* Aim of the exercise *
Can you change "integer pairs" to "whole-number pairs" in every row below and leave everything else unchanged?

-- BEGIN Input data --

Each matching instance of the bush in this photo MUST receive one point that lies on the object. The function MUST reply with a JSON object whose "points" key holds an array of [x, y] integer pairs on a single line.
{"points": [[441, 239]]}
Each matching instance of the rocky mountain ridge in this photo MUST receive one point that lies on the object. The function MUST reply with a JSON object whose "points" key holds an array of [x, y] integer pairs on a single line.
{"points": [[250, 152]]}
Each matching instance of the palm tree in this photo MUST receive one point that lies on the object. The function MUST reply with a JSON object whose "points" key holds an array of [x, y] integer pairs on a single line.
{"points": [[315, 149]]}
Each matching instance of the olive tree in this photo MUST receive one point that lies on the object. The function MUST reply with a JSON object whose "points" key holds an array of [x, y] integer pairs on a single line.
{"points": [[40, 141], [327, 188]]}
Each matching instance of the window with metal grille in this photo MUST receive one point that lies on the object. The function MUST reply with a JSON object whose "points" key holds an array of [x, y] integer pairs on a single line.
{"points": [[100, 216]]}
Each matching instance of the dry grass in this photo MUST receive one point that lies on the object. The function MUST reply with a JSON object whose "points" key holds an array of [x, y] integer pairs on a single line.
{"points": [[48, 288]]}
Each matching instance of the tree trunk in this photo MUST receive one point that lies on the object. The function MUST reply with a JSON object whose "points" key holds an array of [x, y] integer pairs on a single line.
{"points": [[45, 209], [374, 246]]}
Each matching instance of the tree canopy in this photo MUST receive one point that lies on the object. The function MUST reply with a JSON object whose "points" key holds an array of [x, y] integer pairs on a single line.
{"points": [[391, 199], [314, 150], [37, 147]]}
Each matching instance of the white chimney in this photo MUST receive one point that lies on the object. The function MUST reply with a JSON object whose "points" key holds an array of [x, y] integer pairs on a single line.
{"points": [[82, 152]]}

-- END Input data --

* Task solution *
Each matching instance of the bush in this photo MUST receive one point that lies on the object. The function MUST reply with a JSON object whose "points" key holds an array of [x, y] whole-number pairs on a single line.
{"points": [[441, 239]]}
Each matching instance of the rocky mountain ridge in this photo MUST receive one point that lies on the object. The function MUST reply with a JSON object whose "points" key holds an array of [x, y] whole-number pairs on a single line.
{"points": [[250, 152]]}
Each matching instance of the palm tree in this photo MUST receive one point that lies on the object. The function MUST reply with a JSON object whose "points" key holds an array of [x, y] whole-number pairs on a single line.
{"points": [[315, 149]]}
Each matching instance of the olive tree in this photo MUST receive one point that lies on the object. The function MUST reply with a JSON object whose "points" key holds an array of [x, y] whole-number pairs on a single line.
{"points": [[40, 141], [327, 188]]}
Each matching instance of the window with metal grille in this photo MUST receive one point that lies on the object. The function MUST reply with a JSON object whose "points" key holds an array of [x, y] whole-number pairs on a single line.
{"points": [[100, 216]]}
Each matching instance of the dry grass in this photo MUST receive one point that lies on the object. The function MUST reply with a JSON object whose "points" key holds an array of [x, y] whole-number pairs on a single line.
{"points": [[48, 288]]}
Each matching instance of the tree trunk in this photo MUST receive one point that lies on the object. The function MUST reply with a JSON object whose "points" key holds an array of [x, y] whole-number pairs on a single line.
{"points": [[45, 209], [374, 246]]}
Each matching instance of the tree canopy in this photo MUST receive one point that lies on the object. The function MUST reply with a JSON object whose "points" key holds an array of [x, y] whole-number pairs on a single line.
{"points": [[391, 199], [314, 150], [37, 147]]}
Each matching instance of the white chimney in this photo MUST receive one point that lies on the object. The function MUST reply with a JSON object whose "points" key holds an array of [x, y] whole-number pairs on a single line.
{"points": [[82, 152]]}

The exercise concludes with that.